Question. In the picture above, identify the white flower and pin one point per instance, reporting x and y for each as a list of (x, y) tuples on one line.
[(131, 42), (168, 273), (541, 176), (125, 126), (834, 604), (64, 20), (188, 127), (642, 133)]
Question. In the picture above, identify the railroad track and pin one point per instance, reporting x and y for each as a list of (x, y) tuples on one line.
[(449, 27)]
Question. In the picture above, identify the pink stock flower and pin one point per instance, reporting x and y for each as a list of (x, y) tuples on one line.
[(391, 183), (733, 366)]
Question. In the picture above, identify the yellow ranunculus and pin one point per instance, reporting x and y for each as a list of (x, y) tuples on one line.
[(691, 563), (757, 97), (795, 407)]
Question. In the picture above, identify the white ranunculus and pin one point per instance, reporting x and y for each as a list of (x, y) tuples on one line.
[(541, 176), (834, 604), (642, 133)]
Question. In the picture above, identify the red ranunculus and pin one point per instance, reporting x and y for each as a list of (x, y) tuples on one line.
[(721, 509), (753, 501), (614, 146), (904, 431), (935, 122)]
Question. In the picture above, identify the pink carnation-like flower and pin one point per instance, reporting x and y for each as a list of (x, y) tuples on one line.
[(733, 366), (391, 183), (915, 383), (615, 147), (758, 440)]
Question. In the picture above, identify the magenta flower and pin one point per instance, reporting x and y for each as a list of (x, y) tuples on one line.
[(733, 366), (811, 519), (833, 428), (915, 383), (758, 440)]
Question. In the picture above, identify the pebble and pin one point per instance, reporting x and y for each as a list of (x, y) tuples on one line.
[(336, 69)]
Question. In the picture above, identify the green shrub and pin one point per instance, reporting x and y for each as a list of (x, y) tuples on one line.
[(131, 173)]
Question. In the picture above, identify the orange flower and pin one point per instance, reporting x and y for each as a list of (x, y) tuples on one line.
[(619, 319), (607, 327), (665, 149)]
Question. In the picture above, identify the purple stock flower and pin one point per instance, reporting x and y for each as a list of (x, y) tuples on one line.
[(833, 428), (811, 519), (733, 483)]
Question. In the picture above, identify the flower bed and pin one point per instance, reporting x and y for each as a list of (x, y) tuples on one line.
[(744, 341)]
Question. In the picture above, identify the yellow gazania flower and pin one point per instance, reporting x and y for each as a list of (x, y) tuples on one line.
◆ ◆ ◆
▶ [What you will do] Would you copy out each line exactly as written?

▶ [Task response]
Question. In the picture above, identify the white flower and pin one point per instance, reporting x and y for each as a list of (x, y) tuples on one line.
[(131, 42), (168, 273), (541, 176), (125, 126), (834, 604), (64, 20), (188, 127), (642, 133)]
Question. In the picture above, identify the railroad track and pin one point per instance, reporting x and y for each as a list of (x, y) tuples on one line.
[(449, 27)]
Question. In the picture above, identify the pink stock flower and pin one point per instance, reporting x and y for each as a list of (x, y) tuples on one line.
[(391, 183), (733, 366)]
Question. In the picture above, identify the yellow ranunculus and pin one point per instance, reporting x and y for each as a list of (x, y) tuples on one line.
[(691, 563), (757, 97), (795, 407)]
Question. In the picture above, identify the white ranunculus and pin one point per instance, reporting x and y for each as a list of (x, y) tuples on one line.
[(541, 176), (834, 604), (642, 133)]
Question. In the picture above, identify the red ranunculus and pin one point per instance, reporting x and y for each as a list of (x, y) tuples on one line.
[(721, 509), (753, 501), (614, 146), (904, 431), (935, 122)]
Question. In the picture above, identify the pink carnation-like flower and pin one point per instance, reporting x and y for each as a list of (x, y) tuples on one line.
[(733, 366), (391, 183), (915, 383), (615, 147), (758, 440)]
Question. In the picture above, identify the magenta flower and pin one point per instance, reporting x and y for each as a list of (x, y) tuples on one line.
[(733, 366), (811, 519), (833, 428), (915, 383), (758, 440)]
Question. In the picture above, identify the pebble and pin one point per instance, reporting x and y for each as a list of (x, y) tuples on one line.
[(336, 69)]
Question. In the picture above, identify the green shrub and pin one point per instance, reporting x and y for each as a list of (x, y) tuples on one line.
[(131, 173)]
Question. In the picture above, identify the orange flower and pin one point per instance, reporting x and y for each as a list of (x, y) tuples on one line.
[(619, 319), (607, 327), (665, 149)]
Question. In the picture above, identify the purple stock flower and pin one point per instance, reporting x and y for each as a list of (x, y) tuples on one line.
[(833, 428), (811, 519), (733, 483)]
Question. In the picture above, identify the flower bed and pin one point per instance, reporting x and y for each as a list of (x, y) tuples on one line.
[(744, 341)]
Question. In the picture above, identify the yellow gazania flower and pin one point per instance, reporting x and y for each as a list of (x, y) tuples on one line.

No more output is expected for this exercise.